Records taken from a collection:

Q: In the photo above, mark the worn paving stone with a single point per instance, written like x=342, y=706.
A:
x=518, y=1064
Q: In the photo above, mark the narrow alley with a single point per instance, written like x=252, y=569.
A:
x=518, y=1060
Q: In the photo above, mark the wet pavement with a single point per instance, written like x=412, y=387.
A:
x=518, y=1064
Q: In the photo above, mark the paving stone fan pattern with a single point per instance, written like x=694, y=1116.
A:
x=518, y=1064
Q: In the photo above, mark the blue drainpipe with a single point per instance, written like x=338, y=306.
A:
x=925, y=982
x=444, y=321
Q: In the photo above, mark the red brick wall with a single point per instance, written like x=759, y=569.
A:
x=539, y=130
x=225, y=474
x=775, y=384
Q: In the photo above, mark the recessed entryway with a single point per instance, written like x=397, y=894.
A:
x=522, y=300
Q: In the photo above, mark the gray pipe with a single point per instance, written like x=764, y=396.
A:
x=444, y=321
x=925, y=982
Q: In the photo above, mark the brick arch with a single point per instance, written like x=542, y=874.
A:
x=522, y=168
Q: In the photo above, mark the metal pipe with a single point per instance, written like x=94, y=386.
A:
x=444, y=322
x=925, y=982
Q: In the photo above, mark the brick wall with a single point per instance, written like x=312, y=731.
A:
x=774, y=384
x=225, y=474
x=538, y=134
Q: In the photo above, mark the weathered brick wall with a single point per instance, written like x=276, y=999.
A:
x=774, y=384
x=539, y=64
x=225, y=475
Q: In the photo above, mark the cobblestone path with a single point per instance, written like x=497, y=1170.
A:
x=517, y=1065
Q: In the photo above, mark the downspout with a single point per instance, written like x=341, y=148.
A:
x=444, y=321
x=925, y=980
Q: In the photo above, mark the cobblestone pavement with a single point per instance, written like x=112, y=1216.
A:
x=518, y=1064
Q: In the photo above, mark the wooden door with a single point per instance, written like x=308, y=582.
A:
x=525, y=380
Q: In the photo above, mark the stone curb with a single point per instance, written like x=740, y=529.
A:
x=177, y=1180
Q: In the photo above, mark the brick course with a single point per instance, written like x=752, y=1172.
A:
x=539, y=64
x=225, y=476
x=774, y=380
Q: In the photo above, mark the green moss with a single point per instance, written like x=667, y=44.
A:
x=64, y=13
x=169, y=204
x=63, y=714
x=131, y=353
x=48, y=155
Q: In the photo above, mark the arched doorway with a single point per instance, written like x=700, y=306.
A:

What the task requires: Copy every one of the records above line by line, without changing any wording.

The solution:
Q: In the photo above, mark the worn paving stone with a single point per instance, written like x=342, y=706.
A:
x=518, y=1064
Q: In the photo above, mark the narrow alley with a single point per instance, written like x=252, y=569.
A:
x=518, y=1060
Q: In the photo above, mark the wet pavement with a single point per instance, written like x=412, y=387.
A:
x=518, y=1064
Q: In the photo above, mark the paving stone fan pattern with a single point per instance, written like x=694, y=1116.
A:
x=518, y=1064
Q: In the photo above, mark the blue drainpipe with a single point per instance, written like x=338, y=306.
A:
x=925, y=982
x=444, y=321
Q: In the photo above, mark the red brick wall with a single point per instance, written like x=759, y=569.
A:
x=539, y=130
x=225, y=474
x=775, y=384
Q: In the photo above, mark the recessed entryway with a single point per instance, written like x=397, y=894.
A:
x=522, y=300
Q: In the photo above, mark the gray pipe with a single point per instance, written like x=764, y=396.
A:
x=444, y=321
x=925, y=982
Q: In the photo above, mark the brick arch with a single point per instance, written like x=542, y=874.
A:
x=522, y=168
Q: In the photo above, mark the metal pipe with a single point per instance, written like x=94, y=386.
A:
x=444, y=322
x=925, y=982
Q: In the photo above, mark the brick wall with a single point per instance, written like x=312, y=731.
A:
x=774, y=384
x=225, y=474
x=538, y=134
Q: In the photo above, mark the weathered brick wall with a single point per instance, written like x=276, y=999.
A:
x=774, y=384
x=539, y=64
x=225, y=475
Q: In the photo above, mark the cobblestone path with a single point per instance, written like x=497, y=1170.
A:
x=517, y=1065
Q: In the photo above, mark the downspout with a single point per instance, written like x=341, y=148.
A:
x=444, y=321
x=925, y=980
Q: In the photo above, mark the cobblestone pavement with a single point per instance, written like x=112, y=1216.
A:
x=518, y=1064
Q: In the photo above, mark the wooden door with a single point per instance, written like x=308, y=582.
A:
x=525, y=380
Q: In the photo above, mark the stone curb with a single point per instance, written like x=740, y=529.
A:
x=177, y=1180
Q: In the photo above, mark the brick course with a single point per instance, written like x=752, y=1172.
A:
x=539, y=64
x=225, y=476
x=774, y=380
Q: In the photo above, mark the green moss with a single point per instance, written like x=667, y=44.
A:
x=64, y=13
x=169, y=204
x=63, y=714
x=131, y=353
x=48, y=155
Q: In the photo above, mark the arched doorway with a single point per instance, written like x=700, y=306.
A:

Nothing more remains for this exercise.